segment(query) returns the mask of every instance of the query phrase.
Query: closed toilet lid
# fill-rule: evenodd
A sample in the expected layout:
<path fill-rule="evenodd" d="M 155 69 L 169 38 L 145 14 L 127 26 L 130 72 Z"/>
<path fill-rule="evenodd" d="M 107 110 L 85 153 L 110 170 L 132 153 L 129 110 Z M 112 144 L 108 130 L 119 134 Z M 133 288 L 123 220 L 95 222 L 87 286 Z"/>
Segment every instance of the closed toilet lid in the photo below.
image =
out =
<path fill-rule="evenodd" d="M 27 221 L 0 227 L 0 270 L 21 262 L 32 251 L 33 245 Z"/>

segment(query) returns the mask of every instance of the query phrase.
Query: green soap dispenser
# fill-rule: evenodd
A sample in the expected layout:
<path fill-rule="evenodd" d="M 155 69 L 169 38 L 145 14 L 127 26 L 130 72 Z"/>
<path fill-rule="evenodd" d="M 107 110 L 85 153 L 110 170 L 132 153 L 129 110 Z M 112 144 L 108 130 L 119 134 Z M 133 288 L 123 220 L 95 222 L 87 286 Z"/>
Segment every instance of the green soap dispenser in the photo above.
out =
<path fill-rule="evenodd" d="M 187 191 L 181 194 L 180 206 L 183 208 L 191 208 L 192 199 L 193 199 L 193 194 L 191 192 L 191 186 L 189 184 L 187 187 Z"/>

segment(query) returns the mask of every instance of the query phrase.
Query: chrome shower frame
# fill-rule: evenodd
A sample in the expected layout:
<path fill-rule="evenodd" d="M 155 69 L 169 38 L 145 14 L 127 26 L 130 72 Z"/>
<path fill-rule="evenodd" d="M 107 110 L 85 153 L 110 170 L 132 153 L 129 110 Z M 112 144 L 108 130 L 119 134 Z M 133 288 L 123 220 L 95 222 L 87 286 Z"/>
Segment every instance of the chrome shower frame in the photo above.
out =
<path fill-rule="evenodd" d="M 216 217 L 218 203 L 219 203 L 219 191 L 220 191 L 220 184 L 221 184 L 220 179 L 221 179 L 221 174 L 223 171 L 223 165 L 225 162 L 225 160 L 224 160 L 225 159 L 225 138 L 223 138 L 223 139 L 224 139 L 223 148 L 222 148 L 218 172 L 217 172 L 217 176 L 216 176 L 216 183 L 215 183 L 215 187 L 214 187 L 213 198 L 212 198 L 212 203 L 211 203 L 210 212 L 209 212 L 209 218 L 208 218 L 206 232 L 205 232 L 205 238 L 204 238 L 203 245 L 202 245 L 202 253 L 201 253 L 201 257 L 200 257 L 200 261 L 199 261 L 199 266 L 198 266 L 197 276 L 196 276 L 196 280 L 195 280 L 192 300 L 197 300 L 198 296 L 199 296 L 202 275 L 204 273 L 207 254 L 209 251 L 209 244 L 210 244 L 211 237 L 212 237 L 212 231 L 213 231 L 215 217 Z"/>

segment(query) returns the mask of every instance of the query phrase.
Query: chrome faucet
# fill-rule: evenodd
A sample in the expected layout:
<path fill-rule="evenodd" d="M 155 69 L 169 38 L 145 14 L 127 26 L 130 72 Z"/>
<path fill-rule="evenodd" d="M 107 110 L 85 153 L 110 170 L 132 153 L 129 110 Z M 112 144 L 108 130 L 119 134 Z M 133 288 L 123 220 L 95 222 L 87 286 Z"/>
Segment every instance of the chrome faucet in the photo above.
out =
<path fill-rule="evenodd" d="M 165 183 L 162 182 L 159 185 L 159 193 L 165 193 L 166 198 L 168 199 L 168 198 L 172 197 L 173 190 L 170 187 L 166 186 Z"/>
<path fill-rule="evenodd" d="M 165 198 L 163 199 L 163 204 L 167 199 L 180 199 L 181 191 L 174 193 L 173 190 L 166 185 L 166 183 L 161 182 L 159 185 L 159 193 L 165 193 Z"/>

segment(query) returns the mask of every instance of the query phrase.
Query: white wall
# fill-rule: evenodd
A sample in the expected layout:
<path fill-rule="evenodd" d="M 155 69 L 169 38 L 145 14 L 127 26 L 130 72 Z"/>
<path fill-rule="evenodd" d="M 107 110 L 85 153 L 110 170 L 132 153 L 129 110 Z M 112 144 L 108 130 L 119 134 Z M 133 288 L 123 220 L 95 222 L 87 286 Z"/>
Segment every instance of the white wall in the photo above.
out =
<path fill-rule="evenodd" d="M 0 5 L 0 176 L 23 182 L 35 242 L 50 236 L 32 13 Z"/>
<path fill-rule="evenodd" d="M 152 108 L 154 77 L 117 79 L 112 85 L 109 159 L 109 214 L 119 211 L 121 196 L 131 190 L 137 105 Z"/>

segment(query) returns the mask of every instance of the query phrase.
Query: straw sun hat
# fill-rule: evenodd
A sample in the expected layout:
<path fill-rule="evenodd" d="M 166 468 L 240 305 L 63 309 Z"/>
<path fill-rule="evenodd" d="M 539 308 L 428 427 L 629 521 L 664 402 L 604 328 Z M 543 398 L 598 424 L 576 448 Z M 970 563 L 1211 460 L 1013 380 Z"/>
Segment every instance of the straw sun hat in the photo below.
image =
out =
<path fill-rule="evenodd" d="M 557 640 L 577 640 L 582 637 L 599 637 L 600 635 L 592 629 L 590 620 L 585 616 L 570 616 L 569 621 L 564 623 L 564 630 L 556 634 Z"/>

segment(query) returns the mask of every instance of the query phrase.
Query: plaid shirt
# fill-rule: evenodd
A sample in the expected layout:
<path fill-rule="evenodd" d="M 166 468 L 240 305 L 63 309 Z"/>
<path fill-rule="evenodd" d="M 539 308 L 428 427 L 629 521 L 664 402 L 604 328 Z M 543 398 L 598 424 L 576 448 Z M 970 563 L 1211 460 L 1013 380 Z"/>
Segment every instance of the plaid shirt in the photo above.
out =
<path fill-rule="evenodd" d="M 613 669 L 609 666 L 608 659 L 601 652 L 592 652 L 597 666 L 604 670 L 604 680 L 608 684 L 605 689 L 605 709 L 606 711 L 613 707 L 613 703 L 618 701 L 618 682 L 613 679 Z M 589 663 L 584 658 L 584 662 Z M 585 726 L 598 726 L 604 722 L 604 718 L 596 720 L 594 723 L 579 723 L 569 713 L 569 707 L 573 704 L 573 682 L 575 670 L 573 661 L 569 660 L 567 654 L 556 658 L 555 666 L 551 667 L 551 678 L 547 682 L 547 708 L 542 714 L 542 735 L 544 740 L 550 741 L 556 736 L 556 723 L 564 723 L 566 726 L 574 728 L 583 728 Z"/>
◆ ◆ ◆ ◆ ◆ ◆ ◆
> [Assignment]:
Note how many lines of the material contain the string "dispenser". Then report that number by itself.

> [Response to this exercise]:
2